AIM:
Please convert only the data from the line that contains "Hello! Your assignment is to find the cracked" through the line that contains "123,185,376,361" into a Markdown table with the columns Row and Data line. Leave out blank lines.

begin MATERIAL

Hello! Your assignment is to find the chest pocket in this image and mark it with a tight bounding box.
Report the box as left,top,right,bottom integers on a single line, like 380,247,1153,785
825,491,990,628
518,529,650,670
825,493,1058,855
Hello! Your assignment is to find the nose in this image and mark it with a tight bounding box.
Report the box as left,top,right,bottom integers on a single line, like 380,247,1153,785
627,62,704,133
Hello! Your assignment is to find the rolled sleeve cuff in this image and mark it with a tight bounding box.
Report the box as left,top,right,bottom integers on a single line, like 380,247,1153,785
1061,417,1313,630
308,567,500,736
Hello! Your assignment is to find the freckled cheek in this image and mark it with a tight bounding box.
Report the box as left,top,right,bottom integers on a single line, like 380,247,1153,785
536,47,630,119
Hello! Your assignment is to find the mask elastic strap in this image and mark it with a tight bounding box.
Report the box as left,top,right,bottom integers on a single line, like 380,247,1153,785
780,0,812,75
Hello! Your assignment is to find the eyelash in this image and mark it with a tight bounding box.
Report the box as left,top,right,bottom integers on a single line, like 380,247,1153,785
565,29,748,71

end MATERIAL
begin MATERIAL

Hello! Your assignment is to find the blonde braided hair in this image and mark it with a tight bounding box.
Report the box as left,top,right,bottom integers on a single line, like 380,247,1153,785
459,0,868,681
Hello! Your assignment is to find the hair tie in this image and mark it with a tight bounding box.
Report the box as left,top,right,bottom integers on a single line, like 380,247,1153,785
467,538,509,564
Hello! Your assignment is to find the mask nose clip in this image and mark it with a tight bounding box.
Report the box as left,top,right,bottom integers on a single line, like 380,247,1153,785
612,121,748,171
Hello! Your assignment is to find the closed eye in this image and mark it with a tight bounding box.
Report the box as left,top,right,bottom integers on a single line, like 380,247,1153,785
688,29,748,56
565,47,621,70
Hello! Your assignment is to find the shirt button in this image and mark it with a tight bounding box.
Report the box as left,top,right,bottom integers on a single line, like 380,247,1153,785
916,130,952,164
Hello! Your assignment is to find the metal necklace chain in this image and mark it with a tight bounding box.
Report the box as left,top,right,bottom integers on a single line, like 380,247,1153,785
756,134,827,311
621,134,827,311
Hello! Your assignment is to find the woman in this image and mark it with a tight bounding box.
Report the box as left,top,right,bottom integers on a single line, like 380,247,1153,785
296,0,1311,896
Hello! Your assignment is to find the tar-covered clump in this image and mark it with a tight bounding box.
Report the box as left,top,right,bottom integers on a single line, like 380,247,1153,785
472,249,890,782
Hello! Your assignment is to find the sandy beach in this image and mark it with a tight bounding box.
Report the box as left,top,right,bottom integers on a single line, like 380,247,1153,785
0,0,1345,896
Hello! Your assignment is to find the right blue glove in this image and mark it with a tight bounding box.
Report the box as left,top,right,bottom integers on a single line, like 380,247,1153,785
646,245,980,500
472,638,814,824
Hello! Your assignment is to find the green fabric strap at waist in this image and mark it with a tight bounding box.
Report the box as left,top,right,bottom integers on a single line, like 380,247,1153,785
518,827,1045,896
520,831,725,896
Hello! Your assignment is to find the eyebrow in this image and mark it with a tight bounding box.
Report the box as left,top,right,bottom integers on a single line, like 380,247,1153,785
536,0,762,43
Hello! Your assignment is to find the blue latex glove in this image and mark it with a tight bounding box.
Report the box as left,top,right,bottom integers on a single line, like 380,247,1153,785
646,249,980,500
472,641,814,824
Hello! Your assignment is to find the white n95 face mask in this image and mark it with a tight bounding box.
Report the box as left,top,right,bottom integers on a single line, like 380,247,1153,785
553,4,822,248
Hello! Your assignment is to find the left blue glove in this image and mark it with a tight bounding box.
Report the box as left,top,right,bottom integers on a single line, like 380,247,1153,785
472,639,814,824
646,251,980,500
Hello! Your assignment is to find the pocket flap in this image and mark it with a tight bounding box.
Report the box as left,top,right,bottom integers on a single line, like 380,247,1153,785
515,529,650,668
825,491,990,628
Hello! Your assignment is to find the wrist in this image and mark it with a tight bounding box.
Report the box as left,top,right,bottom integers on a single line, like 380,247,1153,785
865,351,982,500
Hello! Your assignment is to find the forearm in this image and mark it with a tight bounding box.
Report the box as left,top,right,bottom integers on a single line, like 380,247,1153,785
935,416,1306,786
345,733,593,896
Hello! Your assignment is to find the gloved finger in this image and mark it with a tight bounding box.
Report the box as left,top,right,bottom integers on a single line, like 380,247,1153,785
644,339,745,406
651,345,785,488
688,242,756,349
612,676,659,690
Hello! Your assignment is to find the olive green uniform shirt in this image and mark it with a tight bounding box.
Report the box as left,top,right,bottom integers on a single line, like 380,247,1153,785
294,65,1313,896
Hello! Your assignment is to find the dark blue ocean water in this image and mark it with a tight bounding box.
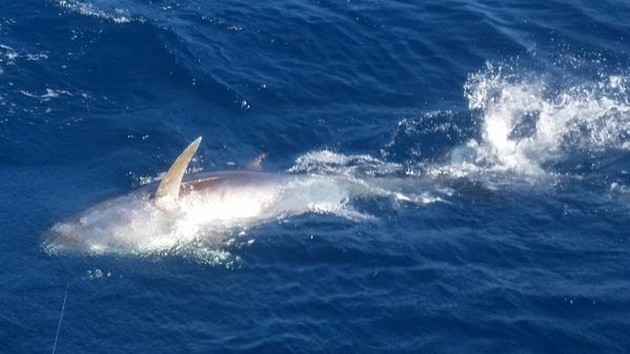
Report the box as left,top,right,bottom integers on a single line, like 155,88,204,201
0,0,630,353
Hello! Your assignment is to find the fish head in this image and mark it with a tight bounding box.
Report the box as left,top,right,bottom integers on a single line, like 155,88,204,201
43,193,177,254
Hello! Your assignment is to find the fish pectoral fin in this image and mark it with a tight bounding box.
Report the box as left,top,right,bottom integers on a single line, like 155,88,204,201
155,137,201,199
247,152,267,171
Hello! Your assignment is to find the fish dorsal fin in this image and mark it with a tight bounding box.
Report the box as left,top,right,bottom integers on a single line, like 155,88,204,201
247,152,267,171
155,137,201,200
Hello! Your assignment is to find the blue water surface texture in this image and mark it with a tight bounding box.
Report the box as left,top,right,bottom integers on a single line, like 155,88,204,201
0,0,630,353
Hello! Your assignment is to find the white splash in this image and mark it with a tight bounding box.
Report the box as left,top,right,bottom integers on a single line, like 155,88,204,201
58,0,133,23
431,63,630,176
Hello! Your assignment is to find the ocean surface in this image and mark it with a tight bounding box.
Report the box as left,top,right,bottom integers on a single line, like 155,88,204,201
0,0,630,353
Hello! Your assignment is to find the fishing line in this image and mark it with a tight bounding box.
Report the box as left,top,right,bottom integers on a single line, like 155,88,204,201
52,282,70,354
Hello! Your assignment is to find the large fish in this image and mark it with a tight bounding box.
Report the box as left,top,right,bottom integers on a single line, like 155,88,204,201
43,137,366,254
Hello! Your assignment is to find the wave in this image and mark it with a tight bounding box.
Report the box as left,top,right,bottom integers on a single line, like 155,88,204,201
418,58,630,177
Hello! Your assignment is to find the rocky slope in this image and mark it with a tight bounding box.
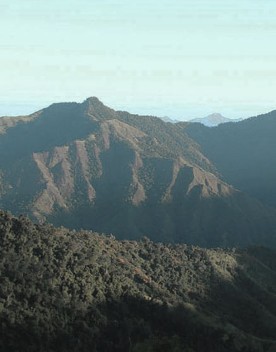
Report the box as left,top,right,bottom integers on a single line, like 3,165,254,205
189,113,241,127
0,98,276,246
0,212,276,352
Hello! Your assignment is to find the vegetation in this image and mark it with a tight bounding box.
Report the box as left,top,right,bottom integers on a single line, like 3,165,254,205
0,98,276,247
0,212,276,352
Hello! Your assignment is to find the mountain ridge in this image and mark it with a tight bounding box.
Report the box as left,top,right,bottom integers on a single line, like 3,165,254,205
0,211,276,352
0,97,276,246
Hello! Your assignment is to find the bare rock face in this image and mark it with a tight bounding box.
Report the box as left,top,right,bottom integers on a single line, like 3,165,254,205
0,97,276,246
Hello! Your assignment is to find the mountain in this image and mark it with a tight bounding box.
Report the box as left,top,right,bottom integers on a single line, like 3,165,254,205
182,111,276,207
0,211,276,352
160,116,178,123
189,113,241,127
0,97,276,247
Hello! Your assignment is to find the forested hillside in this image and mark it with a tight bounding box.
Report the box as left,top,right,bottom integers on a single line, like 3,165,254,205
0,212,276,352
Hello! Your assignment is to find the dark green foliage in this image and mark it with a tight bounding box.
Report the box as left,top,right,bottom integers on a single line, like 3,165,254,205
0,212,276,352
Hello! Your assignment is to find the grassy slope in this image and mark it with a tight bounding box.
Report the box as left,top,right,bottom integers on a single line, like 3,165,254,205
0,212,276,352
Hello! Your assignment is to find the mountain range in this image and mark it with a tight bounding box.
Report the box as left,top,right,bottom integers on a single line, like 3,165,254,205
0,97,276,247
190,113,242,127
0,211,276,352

end MATERIAL
begin MATERIAL

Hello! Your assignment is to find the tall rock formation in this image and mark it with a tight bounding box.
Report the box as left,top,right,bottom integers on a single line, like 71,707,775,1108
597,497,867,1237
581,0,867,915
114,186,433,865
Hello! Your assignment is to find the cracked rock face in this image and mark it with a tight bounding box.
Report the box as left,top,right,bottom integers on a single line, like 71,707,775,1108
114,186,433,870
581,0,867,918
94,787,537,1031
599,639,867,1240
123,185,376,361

end MATERIAL

CORRECT RESPONSE:
| Row | Data line |
|---|---|
| 1 | Hello! Your assignment is to find the cracked rock face in this image and mark it with a tight bounding box. |
| 2 | Report the box as left,top,right,bottom integers on a single line, like 71,707,775,1108 |
| 3 | 114,186,433,870 |
| 4 | 581,0,867,918 |
| 5 | 94,787,537,1031 |
| 6 | 599,639,867,1240 |
| 7 | 123,185,376,361 |